• JOB 1:
Reproduce the records verbatim, from the first line of the records through the line containing "xmin=353 ymin=144 xmax=367 ymax=159", including that line.

[START OF GIVEN PASSAGE]

I was born and raised in Hanoi, the capital of Vietnam. From my angle of a young female person, gender inequality is still a social problem in Vietnam; women are still considered inferior to men and the sad thing is that women believe and accept it unconsciously.

Vietnam is a country deeply influenced by Confucianism and Confucianism has a really strict view on women. Women have to practice three obedience and four virtues. “Three obedience” means a woman must follow her father as a daughter, her husband as a wife and her son in widowhood. And the four virtues are diligence, modest manner/appearance, proper speech, and morality.

The modern Vietnamese society somehow still look at women through the lens of these three obediences and four virtues. Women are supposed to stay home, cooking, cleaning, taking care of kids while men are busy taking important responsibilities.

In modern Vietnam, you can see at the end of the day, women have to rush home to prepare dinner for the family while men go straight to drink beer after work. In family gatherings, women are always the ones preparing and serving food. Men will sit at a separate table with other men or with respected elders. And women will eat after the men have been served. In the past, in some traditional families, women even had to eat the leaf-overs.

In the society, women are advised not to study high or to have high status because it will be hard for them to find a husband. Why? Because men do not want to get married to someone equally or more intelligent, successful and eminent. Men prefer women to be housewives rather than businesswomen or politicians.

Even I, myself, have received advice like: “Girls don’t need to be too smart or have a high degree.” And marriage sometimes is a burden for Vietnamese women. When a woman reaches the age of around 26, 27 to 30, if she doesn’t have a boyfriend or doesn’t get married soon, there are problems with her.

And sometimes, the pressure to get married is too high that young women agree with arranged marriage or just prematurely choose someone close to her. After marriage, there comes the pressure to have children. So being a woman in Vietnam is like being constantly under pressure and under the judgmental lens of the society.

I am lucky to be born in the capital with access to education, opportunities and many other privileges, I am lucky to be in this minority. In rural Vietnam, women can rarely go to college. It can be for several reasons, their family cannot afford the tuition, they get married early, they have to work and earn money, etc. Especially in Vietnamese countryside, young women don’t want to live in poverty or do farming, so they see getting married to foreigners as a way to move abroad and have a better life.

One time, I came across an article about a trend in China, finding a Vietnamese wife. There’s even an advertisement saying: “Vietnamese wives, cheap, hardworking, obedient and don’t run away.” As you know, China had the one-child policy and the gender gap is prolonging so it’s nearly impossible for young men in China to find a wife. So with around $5000 paid to match-making brokers, they can have a Vietnamese bride. And there have been countless numbers of articles on the tragedy of Vietnamese wives in foreign countries, especially China, Taiwan, and Korea.

I was and I am still extremely angry. How can they see women as some kind of goods for trading and buying like that? But I am also sad because those Vietnamese women are gullible. If only they had had learning or working opportunities, things would have been different. I cannot judge them, they just want a better life for their family and themselves.

There are 54 different ethnic groups in Vietnam, each has its own culture and language. I just told you the stories of women in the majority, what about those in ethnic minority groups? They face even more and bigger adversities.

[END OF GIVEN PASSAGE]
[START OF SUPPLIED MATERIAL]

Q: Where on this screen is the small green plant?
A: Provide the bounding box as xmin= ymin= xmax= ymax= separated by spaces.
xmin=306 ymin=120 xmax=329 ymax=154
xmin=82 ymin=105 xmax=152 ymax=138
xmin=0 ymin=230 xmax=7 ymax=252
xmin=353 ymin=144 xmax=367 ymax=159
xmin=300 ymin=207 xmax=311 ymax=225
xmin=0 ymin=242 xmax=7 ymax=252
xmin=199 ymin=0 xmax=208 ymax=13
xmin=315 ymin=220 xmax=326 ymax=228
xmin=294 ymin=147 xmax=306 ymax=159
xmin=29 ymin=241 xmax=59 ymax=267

[END OF SUPPLIED MATERIAL]

• JOB 2:
Answer these about the essay on gender inequality in Vietnam:
(a) What are the four virtues women are expected to practice?
(b) About how much do men in China pay match-making brokers for a Vietnamese bride?
(c) How many ethnic groups are there in Vietnam?

• FINISHED ANSWER 1:
Q: Where on this screen is the small green plant?
A: Provide the bounding box as xmin= ymin= xmax= ymax= separated by spaces.
xmin=306 ymin=120 xmax=329 ymax=154
xmin=82 ymin=105 xmax=152 ymax=138
xmin=0 ymin=230 xmax=7 ymax=252
xmin=353 ymin=144 xmax=367 ymax=159

• FINISHED ANSWER 2:
(a) Diligence, modest manner/appearance, proper speech, and morality.
(b) Around $5000.
(c) 54.